(Referring expression data)
____________________

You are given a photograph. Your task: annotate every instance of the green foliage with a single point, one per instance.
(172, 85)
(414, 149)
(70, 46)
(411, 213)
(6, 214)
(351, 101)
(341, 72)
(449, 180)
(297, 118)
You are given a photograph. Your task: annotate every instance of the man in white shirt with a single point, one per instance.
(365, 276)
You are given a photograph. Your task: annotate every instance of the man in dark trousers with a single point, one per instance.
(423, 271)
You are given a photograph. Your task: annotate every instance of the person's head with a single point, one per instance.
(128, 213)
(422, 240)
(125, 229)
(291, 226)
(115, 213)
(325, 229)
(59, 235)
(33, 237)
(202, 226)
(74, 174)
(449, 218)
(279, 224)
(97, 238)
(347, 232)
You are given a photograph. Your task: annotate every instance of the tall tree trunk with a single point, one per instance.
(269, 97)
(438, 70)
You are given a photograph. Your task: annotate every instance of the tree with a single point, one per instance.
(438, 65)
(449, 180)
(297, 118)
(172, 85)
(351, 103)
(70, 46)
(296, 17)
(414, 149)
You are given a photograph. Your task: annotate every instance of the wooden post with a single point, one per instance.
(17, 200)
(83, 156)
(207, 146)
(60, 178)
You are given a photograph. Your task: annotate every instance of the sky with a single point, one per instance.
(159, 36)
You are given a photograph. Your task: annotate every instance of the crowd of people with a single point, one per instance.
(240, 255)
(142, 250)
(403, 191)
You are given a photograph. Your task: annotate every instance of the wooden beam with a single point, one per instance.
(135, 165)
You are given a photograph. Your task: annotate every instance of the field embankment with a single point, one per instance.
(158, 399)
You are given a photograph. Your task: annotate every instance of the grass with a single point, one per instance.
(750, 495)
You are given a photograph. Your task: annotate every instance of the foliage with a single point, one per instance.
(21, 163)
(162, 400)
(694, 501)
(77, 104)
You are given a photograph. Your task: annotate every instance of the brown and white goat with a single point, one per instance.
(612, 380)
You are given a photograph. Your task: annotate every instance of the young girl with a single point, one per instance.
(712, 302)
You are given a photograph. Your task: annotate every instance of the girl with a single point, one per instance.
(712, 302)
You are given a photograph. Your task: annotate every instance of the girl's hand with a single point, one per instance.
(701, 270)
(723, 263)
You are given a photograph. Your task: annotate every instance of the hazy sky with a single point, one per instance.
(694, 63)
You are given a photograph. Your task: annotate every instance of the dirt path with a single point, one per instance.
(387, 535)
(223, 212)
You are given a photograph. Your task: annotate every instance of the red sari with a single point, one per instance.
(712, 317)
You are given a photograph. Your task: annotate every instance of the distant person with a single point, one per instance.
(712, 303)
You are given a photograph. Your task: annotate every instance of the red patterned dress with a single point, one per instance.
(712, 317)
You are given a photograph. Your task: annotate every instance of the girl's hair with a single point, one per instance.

____________________

• _Prompt_: Output nothing but the lines from the one containing "path with a single point, one per instance." through the last line of the data, exactly as they stand.

• _Response to the exercise_:
You are given a photograph. Your task: annotate every instance of the dirt path with a single point, one per instance.
(387, 535)
(223, 212)
You are given a photograph. Your task: annotate every instance of the red sari with a single point, one per instance.
(712, 317)
You are given a photograph. Your task: annotate every instance of the distant person with a single point, one per instance.
(712, 303)
You are given a photograph. Your task: annotate every instance of the red patterned dress with a single point, one per instance.
(712, 317)
You are given a photograph. Your task: annotate every instance of the girl's hair with a single point, one per instance.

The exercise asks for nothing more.